> _BRIEF_
Please return the listing exactly, line for line.

⁂

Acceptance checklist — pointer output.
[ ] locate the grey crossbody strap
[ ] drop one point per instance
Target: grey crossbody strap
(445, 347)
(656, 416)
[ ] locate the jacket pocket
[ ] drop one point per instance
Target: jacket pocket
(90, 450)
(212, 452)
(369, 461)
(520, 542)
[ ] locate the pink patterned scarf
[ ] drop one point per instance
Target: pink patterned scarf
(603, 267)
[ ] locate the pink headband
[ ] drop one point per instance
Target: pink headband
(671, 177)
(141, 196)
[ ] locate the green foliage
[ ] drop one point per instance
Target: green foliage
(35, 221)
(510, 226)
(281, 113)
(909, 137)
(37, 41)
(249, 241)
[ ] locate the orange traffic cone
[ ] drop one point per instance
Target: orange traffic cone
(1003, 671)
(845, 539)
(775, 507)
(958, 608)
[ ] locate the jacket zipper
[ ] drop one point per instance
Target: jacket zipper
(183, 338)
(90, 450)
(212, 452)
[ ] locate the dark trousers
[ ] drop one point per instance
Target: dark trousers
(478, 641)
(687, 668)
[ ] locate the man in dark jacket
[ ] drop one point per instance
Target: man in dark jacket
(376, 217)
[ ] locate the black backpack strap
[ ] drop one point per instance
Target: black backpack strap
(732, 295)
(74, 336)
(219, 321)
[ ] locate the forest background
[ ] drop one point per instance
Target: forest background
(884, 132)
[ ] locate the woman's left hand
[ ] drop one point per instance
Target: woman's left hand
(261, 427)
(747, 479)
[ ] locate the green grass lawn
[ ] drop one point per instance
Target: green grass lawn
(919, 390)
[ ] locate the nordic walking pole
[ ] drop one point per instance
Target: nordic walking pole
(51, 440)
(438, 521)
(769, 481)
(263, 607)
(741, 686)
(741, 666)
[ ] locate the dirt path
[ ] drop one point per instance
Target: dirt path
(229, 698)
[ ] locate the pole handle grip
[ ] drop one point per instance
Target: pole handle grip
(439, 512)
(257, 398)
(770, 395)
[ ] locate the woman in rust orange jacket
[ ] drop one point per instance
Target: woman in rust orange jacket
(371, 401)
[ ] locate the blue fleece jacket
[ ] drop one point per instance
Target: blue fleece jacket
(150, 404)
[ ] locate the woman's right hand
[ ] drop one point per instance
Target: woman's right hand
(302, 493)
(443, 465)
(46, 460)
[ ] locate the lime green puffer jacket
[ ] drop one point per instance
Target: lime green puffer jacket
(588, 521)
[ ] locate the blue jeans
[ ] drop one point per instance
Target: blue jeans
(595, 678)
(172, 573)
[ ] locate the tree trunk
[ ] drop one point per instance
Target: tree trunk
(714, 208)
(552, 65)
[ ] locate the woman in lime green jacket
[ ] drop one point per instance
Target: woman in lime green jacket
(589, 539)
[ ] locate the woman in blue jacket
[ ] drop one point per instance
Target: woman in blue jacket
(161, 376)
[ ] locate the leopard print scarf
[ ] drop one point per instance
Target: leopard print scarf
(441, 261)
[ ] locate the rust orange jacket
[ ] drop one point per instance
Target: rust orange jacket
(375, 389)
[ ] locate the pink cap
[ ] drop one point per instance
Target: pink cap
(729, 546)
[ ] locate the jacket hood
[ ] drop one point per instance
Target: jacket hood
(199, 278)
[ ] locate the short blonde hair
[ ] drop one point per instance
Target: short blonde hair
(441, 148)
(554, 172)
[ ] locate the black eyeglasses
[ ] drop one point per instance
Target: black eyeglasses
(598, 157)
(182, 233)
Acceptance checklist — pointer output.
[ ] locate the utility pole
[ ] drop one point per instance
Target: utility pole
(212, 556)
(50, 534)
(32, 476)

⁂

> _TASK SOLUTION_
Acceptance checklist — pointer output.
[ ] locate the grey crossbody strap
[ ] drop one point per instance
Target: grey crossbody strap
(445, 347)
(656, 416)
[ ] locate the jacket pocket
[ ] drop one point per instance
Target: jacket pocket
(90, 450)
(212, 452)
(369, 461)
(520, 542)
[ ] locate the pink patterned scarf
[ ] drop one point per instance
Target: pink patterned scarf
(603, 267)
[ ] locate the pink headband
[ ] drop one point per instance
Target: pink headband
(671, 177)
(141, 196)
[ ] locate the green foliage
[ ] drop one point per instance
Target: green foliage
(35, 221)
(510, 226)
(281, 113)
(909, 137)
(37, 41)
(249, 241)
[ ] locate the orange traffic cone
[ ] drop one point per instance
Target: orange traffic cone
(1003, 671)
(845, 539)
(775, 507)
(958, 608)
[ ] locate the jacket zipper
[ ] drop one point per instance
Target: jacket zipper
(183, 338)
(90, 450)
(212, 452)
[ ] locate the dark trousers
[ ] drop one point per instance
Target: dark trousers
(478, 641)
(687, 668)
[ ] locate the man in dark jacket
[ ] drop one point per instance
Target: man in dark jacket
(376, 217)
[ ] locate the black backpack strap
[ ] drop one point per instance
Target: black backpack strap
(732, 295)
(74, 336)
(219, 321)
[ ] locate the forest background
[ ] drop one point per instance
Target: forest background
(884, 132)
[ ] locate the woman's left hand
[ ] drop one point per instance
Target: woman's left hand
(261, 427)
(747, 479)
[ ] locate the green grass lawn
[ ] drop one point per instance
Target: green grass lawn
(919, 390)
[ ] locate the nordic walking pole
[ ] drop one point per instance
Target: nordic walking pole
(51, 440)
(438, 521)
(769, 481)
(263, 607)
(741, 686)
(741, 666)
[ ] locate the dirt path
[ ] drop one point per instance
Target: dirt path
(229, 698)
[ ] locate the pole handle grip
[ ] drop one point per instance
Target: pole handle grip
(439, 512)
(257, 398)
(770, 395)
[ ] locate the woman in rust orange jacket
[ ] drop one point per instance
Target: woman in rust orange jacket
(371, 401)
[ ] locate the blue fleece jacket
[ ] drop one point per instance
Target: blue fleece jacket
(150, 404)
[ ] locate the woman's right hand
[ ] drop one point per instance
Target: woman's right hand
(302, 493)
(443, 465)
(46, 460)
[ ] locate the lime green puffer jacket
[ ] drop one point per instance
Target: lime green puffer jacket
(588, 521)
[ ] locate the blue jeans
[ ] drop one point per instance
Target: blue jeans
(595, 678)
(172, 573)
[ ] locate the tree trunk
[ ] drop one point per instance
Target: tree trunk
(714, 208)
(552, 65)
[ ] locate the woman in lime green jacket
[ ] drop one point per instance
Target: woman in lime green jacket
(589, 539)
[ ] locate the woman in blue jacket
[ ] drop one point per instance
Target: woman in blue jacket
(161, 376)
[ ] locate the leopard print scarf
[ ] drop one point per instance
Target: leopard print scarf
(441, 261)
[ ] locate the rust orange jacket
[ ] drop one point per instance
Target: rust orange jacket
(375, 389)
[ ] locate the pink cap
[ ] drop one point per instance
Target: pink cap
(729, 546)
[ ] locate the jacket hood
[ ] drop one point per instance
Target: jacket hood
(199, 278)
[ ] locate the short blonde hair
[ ] drop one point per instance
Target: short blonde hair
(441, 148)
(554, 172)
[ ] locate the black eyeglasses
[ ] drop one point per instance
Target: black eyeglasses
(598, 157)
(182, 233)
Acceptance checklist — pointer output.
[ ] locate the utility pole
[ ] drop one point per instance
Target: utility pole
(212, 556)
(50, 534)
(32, 476)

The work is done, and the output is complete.